Rewrite the lines from the start of the records through the line containing "POLYGON ((184 201, 163", both ends included, with the requests kept and 42 added to every coordinate in the answer outlines. Omit the pictures.

# [The data]
....

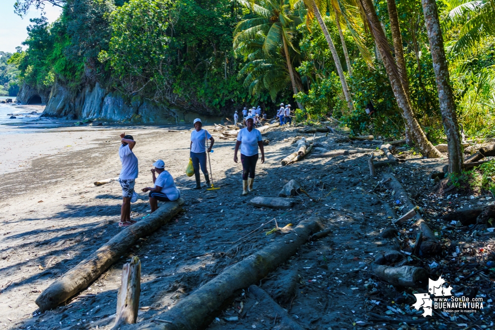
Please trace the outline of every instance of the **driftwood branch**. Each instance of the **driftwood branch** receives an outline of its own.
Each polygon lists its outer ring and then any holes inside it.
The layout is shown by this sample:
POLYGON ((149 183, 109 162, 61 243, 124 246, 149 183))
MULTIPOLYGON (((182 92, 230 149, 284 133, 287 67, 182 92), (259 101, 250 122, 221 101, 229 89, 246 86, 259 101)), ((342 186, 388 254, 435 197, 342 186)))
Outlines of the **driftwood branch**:
POLYGON ((184 201, 163 203, 145 219, 120 232, 94 253, 57 279, 36 299, 41 311, 51 309, 86 288, 120 259, 140 237, 154 232, 182 210, 184 201))

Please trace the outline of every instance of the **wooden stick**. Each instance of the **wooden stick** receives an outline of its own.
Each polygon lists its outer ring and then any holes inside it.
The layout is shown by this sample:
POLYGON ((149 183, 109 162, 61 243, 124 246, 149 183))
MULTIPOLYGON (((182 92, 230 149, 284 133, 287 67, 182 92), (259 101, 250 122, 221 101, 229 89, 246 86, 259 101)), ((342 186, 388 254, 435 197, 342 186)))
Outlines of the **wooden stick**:
POLYGON ((324 158, 328 157, 336 157, 337 156, 342 156, 345 155, 351 155, 354 153, 368 153, 373 152, 375 150, 373 149, 362 149, 361 150, 339 150, 330 152, 324 152, 323 153, 314 153, 311 155, 312 158, 324 158))
POLYGON ((117 312, 114 329, 124 324, 132 324, 137 320, 141 294, 141 262, 133 257, 130 263, 122 269, 120 287, 117 294, 117 312))
MULTIPOLYGON (((161 318, 173 324, 161 325, 162 330, 192 330, 206 328, 223 305, 238 290, 258 283, 278 265, 294 255, 313 233, 322 229, 318 217, 299 223, 288 234, 277 239, 241 261, 226 268, 215 278, 183 298, 169 310, 166 307, 161 318)), ((138 324, 137 329, 153 327, 148 322, 138 324)))
POLYGON ((93 254, 59 278, 36 299, 43 312, 54 308, 88 287, 94 281, 120 260, 140 237, 149 235, 167 223, 182 209, 182 199, 166 202, 149 216, 122 230, 93 254))
POLYGON ((303 330, 303 328, 298 325, 295 321, 290 318, 287 312, 280 307, 278 304, 272 299, 265 290, 254 284, 249 287, 249 293, 252 293, 261 303, 267 303, 274 310, 276 315, 278 315, 280 322, 278 326, 273 328, 274 330, 303 330))
POLYGON ((373 158, 375 158, 375 154, 371 153, 370 159, 368 160, 368 165, 370 167, 370 176, 374 178, 377 176, 375 173, 375 166, 373 165, 373 158))

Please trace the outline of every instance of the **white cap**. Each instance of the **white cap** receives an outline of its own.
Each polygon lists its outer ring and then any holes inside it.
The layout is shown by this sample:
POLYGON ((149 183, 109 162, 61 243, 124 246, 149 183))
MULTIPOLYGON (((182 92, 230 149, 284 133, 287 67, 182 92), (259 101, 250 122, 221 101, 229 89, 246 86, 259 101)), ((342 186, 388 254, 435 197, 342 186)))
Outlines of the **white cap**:
POLYGON ((165 162, 161 159, 159 159, 153 163, 153 166, 157 168, 165 168, 165 162))

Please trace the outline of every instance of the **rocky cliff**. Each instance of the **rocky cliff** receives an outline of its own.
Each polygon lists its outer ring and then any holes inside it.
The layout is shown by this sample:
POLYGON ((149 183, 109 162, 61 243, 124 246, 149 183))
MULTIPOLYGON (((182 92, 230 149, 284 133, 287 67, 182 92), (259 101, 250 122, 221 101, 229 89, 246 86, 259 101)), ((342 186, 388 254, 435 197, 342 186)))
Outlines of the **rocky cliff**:
MULTIPOLYGON (((27 87, 23 90, 28 90, 27 87)), ((27 97, 18 100, 27 103, 27 97)), ((174 106, 167 106, 148 100, 126 102, 120 96, 109 93, 98 83, 87 85, 75 95, 64 86, 55 84, 52 87, 44 117, 67 119, 92 119, 101 121, 135 124, 179 124, 192 123, 200 117, 206 122, 219 122, 220 117, 198 115, 174 106)))

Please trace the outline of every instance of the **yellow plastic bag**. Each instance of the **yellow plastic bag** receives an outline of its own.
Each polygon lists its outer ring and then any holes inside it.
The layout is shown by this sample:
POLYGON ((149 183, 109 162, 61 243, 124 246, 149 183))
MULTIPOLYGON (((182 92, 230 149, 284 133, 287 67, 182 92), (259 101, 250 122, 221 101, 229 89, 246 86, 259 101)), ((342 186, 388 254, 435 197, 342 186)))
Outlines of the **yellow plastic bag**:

....

# [Problem solution]
Please trace the outline of every instance of the **driftwood branch**. Each instance of the **driftwood branch** receives an outline of its own.
Each polygon lists its outer ring and then any holes inside it.
The layout is shown by this sample:
POLYGON ((149 183, 109 162, 61 243, 124 246, 149 183))
MULTIPOLYGON (((182 92, 230 149, 284 133, 287 67, 182 92), (259 101, 250 122, 221 101, 229 89, 246 86, 259 101)), ((342 186, 388 254, 435 197, 342 186)))
Outlines of the **driftwood branch**:
POLYGON ((226 243, 205 245, 187 261, 162 274, 136 295, 99 321, 78 341, 83 353, 93 351, 128 330, 162 301, 182 279, 196 274, 224 252, 226 243))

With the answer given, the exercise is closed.